** Start of GIVEN TEXT **

A ball is thrown vertically upwards, from ground level, with an initial speed vo. Assume that air resistance is negligible so that the acceleration of the ball is due solely to gravity.
a) Derive an algebraic formula for the time t that it takes for the ball to reach its greatest height (as usual, use the symbol g for the magnitude of the acceleration of gravity).
b) Derive a formula for the maximum height h of the ball.
a) To derive the formula for the time it takes for the ball to reach its greatest height, we need to consider the motion of the ball under the influence of gravity.
At the highest point, the vertical velocity of the ball is zero because it momentarily stops before falling back down. Therefore, we can use the equation that relates the final velocity (vf), initial velocity (vo), acceleration (a), and time (t) as:
vf = vo + at
Since the ball is moving upwards and acceleration due to gravity is acting downwards, the gravitational acceleration (-g) should be used in this equation.

** End of GIVEN TEXT **

◆ TASK LIST
A: In the vertical-throw text, what acceleration should be used in the equation vf = vo + at?
B: Carry on the vertical-throw text from its final sentence.
The entries that follow have no connection to the vertical-throw text.

** Start of LISTED RECORDS **

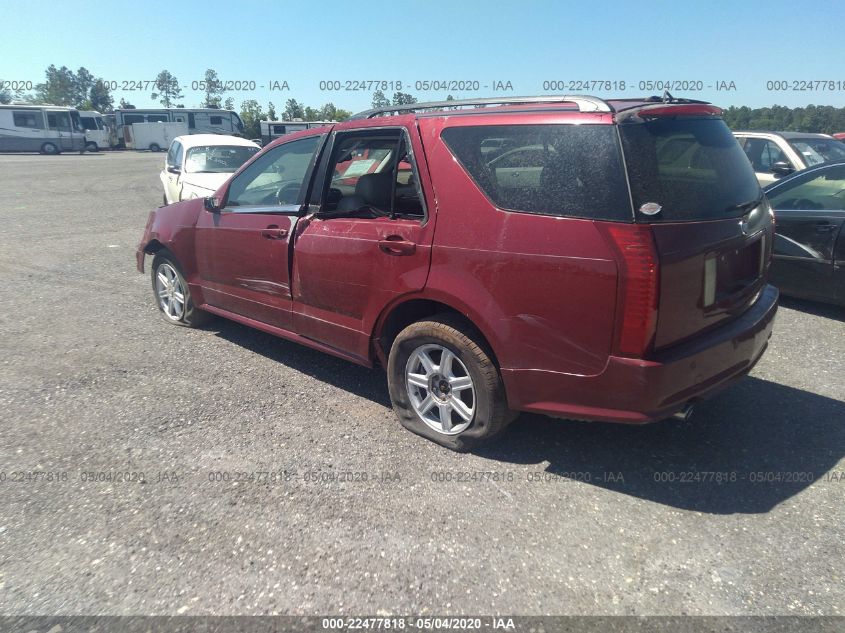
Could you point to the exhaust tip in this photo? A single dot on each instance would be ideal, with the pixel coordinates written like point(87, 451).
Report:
point(684, 414)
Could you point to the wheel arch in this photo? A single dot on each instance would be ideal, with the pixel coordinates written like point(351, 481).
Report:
point(396, 317)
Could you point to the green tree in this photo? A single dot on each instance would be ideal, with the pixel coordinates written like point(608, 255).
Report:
point(59, 87)
point(213, 90)
point(99, 97)
point(403, 98)
point(168, 90)
point(252, 115)
point(293, 110)
point(379, 100)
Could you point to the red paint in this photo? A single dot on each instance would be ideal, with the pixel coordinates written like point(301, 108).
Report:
point(587, 319)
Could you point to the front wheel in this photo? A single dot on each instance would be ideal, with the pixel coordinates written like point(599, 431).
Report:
point(445, 386)
point(172, 294)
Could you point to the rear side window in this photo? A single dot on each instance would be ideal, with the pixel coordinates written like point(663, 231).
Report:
point(561, 170)
point(693, 169)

** End of LISTED RECORDS **

◆ ANSWERS PROVIDED
A: The gravitational acceleration -g should be used.

B:
At the highest point, vf = 0, so we can rewrite the equation as:
0 = vo - gt
Rearranging the equation for t, we get:
gt = vo
t = vo / g
Therefore, the algebraic formula for the time it takes for the ball to reach its greatest height is:
t = vo / g
b) To derive the formula for the maximum height of the ball, we can use the kinematic equation that relates displacement (h), initial velocity (vo), time (t), and acceleration (a):
h = vo*t + (1/2)*a*t^2
Since we want to find the maximum height, we know that the final velocity (vf) at this point is zero. Substituting vf = 0 and using the equation for time from part a, we get:
h = vo * (vo/g) + (1/2)*(-g)*(vo/g)^2
Simplifying this equation, we have:
h = (vo^2)/(2g)
Therefore, the formula for the maximum height of the ball is:
h = (vo^2)/(2g)